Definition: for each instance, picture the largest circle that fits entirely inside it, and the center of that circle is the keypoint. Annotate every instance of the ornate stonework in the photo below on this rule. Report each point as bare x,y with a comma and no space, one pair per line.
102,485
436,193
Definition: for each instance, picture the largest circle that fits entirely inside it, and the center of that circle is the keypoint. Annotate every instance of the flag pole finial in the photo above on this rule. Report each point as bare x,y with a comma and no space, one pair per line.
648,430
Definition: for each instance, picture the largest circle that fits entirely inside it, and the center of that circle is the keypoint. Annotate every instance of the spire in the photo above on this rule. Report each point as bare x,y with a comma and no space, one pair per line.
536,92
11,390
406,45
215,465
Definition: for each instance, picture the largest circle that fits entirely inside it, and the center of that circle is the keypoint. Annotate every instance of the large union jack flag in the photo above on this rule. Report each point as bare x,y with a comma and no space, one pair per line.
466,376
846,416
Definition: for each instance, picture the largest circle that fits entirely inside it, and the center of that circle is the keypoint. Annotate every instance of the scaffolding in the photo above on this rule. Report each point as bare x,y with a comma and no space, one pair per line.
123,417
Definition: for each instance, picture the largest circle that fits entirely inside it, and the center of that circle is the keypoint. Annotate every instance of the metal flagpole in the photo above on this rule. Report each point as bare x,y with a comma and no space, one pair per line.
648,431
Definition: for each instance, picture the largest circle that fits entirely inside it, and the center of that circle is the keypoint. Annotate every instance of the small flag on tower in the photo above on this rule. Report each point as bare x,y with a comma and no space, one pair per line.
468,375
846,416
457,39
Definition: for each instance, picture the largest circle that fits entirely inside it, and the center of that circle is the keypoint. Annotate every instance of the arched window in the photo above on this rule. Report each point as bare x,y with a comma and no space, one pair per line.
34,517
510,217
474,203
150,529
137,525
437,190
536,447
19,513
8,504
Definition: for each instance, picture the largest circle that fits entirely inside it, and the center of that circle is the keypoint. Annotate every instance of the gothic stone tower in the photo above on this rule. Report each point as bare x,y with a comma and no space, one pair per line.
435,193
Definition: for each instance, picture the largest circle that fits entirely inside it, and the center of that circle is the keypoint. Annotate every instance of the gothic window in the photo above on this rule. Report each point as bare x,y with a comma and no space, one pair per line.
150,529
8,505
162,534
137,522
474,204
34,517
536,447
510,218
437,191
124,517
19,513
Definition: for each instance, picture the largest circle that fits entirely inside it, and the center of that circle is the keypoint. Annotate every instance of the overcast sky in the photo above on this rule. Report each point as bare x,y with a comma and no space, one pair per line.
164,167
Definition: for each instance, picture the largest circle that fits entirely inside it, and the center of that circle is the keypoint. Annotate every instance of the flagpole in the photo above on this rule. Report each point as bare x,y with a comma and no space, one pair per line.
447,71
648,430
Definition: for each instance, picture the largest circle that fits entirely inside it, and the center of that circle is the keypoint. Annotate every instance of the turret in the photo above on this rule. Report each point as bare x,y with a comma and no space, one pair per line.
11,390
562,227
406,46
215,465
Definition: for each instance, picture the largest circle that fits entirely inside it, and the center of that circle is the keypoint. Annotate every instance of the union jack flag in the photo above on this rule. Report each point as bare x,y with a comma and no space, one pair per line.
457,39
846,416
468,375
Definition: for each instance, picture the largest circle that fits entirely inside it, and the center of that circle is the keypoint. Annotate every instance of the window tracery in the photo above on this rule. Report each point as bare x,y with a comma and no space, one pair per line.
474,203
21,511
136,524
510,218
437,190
_____
- _Task statement_
Output the lines from the line containing "the gothic window" to the end, both included; add nothing.

- _Full solution_
Definition: for each instance, picture the largest circle that fits entirely inside it, and the center of that circle is the keypoint. Annotate every instance of the gothic window in the photo above on this rule. Report each point as bare x,y with a comma and no space, one pair per line.
150,529
8,505
162,534
137,522
474,204
34,517
536,447
510,218
437,191
124,517
19,513
Definition: for each instance, picture the largest circle that fits entirely inside it, and the center of that circle is the keypoint. Annotate every instance of the overcast sky in the photo above on this rule. Report each point as bare x,y with a comma and no space, one pair per line.
164,167
Definition: for each instance, picture the largest circle that fits entirely inside it, and the center of that circle is the keypoint. Annotate every instance of the flagpole in the photo above on this rule. Report each point as bare x,y with a comma and no space, one pair per line.
447,71
648,430
Definition: for each instance, picture the largest circle that fits entirely inside it, and the center of that circle is the keypoint. Annotate every instance of the turret in the photo above on this rule. Report each point as bare x,y with a comma and no space, one pair per line.
11,390
562,227
406,46
215,465
Definition: for each instance, picture the largest circle that fits entirely inside it, and the center of that circle is the keypoint. Annotate every instance of the union jack flag in the photo above on this rule. Report each point as bare x,y with a comma and no space, one pair per line.
457,39
846,416
468,375
Definition: for each instance, picture the largest circle that fits entirely inside it, and the center of that circle is the keypoint. Annotate every instance of the window tracery in the photo above on this rule. Report each point as bare x,y with a comma and no space, one pair per line.
474,203
21,511
136,524
510,218
437,190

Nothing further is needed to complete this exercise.